Activity ->
Could you extend the list of short theological and philosophical notes, adding new entries after its last line about Lent solemnities?

Text excerpt ->

The reformation of all Christendom is always beyond human power to accomplish.

Capital existed before capitalism and will exist after it.

the family as the natural place of business

The devil works by szalamitaktika.

All human law includes principles of natural laws that contribute to it; human law is not, and cannot be, pure positing without rational precondition.

music and almost-as-if-story

Modern liberal theory has a tendency to try to sever justice from its potential parts.

A meritorious cause requires a principal cause with respect to which it is constituted as meritorious cause.

Adam in his sin as the demeritorious cause of the gift of original justice

preservative vs. liberative salvation

One person may contribute to another's work by counsel, by command, by consent, or by protection. The Holy Virgin shares in the Incarnation, and all of its consequent works, by consent.

The penitent in the confessional is in the position of the Good Thief.

Solemnities in Lent remind us that there are many modes of penitence.

Information supplied ->
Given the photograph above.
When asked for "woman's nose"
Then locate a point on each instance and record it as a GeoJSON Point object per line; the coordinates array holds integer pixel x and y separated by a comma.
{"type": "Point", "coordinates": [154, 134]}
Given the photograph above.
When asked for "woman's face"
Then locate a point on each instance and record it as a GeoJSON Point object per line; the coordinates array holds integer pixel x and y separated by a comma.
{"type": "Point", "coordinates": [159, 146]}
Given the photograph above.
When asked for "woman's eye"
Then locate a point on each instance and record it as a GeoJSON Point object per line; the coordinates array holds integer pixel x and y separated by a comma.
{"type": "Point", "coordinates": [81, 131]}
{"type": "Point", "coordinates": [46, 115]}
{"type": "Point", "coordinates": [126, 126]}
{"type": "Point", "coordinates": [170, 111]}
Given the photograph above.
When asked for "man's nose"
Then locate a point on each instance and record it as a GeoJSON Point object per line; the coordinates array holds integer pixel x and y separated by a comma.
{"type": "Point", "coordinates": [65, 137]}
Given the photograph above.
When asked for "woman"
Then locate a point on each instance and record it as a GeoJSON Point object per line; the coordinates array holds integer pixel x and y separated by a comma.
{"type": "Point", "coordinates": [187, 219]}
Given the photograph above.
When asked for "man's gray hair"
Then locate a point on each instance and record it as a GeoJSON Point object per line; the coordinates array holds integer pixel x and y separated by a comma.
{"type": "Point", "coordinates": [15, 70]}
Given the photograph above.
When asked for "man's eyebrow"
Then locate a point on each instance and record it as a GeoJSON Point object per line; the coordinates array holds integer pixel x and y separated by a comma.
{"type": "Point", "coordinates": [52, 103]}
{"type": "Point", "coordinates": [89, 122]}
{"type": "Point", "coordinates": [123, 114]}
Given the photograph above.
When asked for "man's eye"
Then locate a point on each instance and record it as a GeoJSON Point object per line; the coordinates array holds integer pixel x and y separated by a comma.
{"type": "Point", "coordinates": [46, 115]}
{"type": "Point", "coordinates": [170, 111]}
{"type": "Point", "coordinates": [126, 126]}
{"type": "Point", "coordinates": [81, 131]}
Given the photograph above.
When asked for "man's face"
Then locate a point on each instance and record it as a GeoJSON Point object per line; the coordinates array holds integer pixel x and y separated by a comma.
--
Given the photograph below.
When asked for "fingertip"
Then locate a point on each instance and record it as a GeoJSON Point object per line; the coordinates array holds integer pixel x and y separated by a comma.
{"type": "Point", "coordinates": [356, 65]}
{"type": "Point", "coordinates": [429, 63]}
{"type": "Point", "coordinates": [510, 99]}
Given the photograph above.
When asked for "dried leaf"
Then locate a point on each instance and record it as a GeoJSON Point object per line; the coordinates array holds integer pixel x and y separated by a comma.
* * *
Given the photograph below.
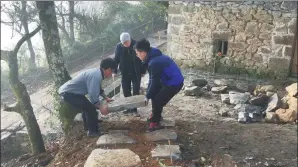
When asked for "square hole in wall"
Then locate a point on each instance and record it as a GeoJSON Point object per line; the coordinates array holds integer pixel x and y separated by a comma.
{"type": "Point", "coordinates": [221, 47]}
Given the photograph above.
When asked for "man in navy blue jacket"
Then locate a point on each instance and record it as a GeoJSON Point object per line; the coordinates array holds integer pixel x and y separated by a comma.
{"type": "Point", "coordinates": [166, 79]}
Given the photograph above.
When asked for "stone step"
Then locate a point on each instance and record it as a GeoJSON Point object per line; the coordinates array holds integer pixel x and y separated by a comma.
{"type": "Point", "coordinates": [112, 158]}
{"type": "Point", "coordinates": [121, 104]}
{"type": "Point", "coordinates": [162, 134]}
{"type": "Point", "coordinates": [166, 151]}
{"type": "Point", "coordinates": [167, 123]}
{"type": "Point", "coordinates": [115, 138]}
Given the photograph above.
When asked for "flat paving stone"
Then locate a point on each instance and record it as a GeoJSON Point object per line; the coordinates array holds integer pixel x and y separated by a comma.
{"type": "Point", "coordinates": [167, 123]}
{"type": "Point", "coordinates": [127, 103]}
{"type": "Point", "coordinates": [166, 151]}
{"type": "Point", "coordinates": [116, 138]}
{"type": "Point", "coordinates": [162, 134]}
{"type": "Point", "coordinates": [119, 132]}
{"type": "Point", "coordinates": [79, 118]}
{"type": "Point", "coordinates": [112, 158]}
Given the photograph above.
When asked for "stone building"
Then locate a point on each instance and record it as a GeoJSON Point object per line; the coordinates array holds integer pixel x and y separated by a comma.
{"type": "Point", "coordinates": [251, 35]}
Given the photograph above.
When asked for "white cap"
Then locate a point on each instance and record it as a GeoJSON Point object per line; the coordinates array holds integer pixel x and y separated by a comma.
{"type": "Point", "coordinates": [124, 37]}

Answer box ->
kinds of sacramentalia
(1) dispositive: prepare for sacrament
(2) commemorative: extend the sacrament by memory of it
(3) associate: facilitate the celebration or reception of the sacrament in an appropriate way
-- these are not mutually exclusive; holy water has all three functions

good : thing :: value : quality (Scheler)

Values are not relations but they are that in a good with respect to which a subject aware of the good is related to it as good. (Or we can substituate bad, although this is more complicated, since bad is always in good.)

valuer, valuative attention, value in good as object

value // significance

The intent in making and deciding law is generally to make it what it ought to be.

Determining what a fact is, is always held to the standard of how it ought to be determined.

'Harm' and 'benefit' always presuppose a broader account of functions and requirements.

The primary purpose of covenant is cooperative.

Literature functions as both surrogate experience and advice, so it can only improve us morally in the ways experience and advice can.

the causal complex of choice (cp. the Phaedo)
(1) intellect
(2) appearance of good
(3) choice (willing)
(4) actual good

We see from Plato's Gorgias that arguments can have allegorical as well as literal senses. (Indeed, one can find examples scattered throughout the Platonic corpus.)

Poorly conceived reforms open the door to new corruptions.

found evidence vs. gathered evidence vs. purified evidence

Few things are as good at binding the human race together as children are.

An atmosphere permeated with a call for reform appeals to men of ambition.

An inadequately appreciated feature of legal systems is how much of them is often devoted to creating problems as a trial of sincerity.

Justice is often most effectively pursued by indirect means.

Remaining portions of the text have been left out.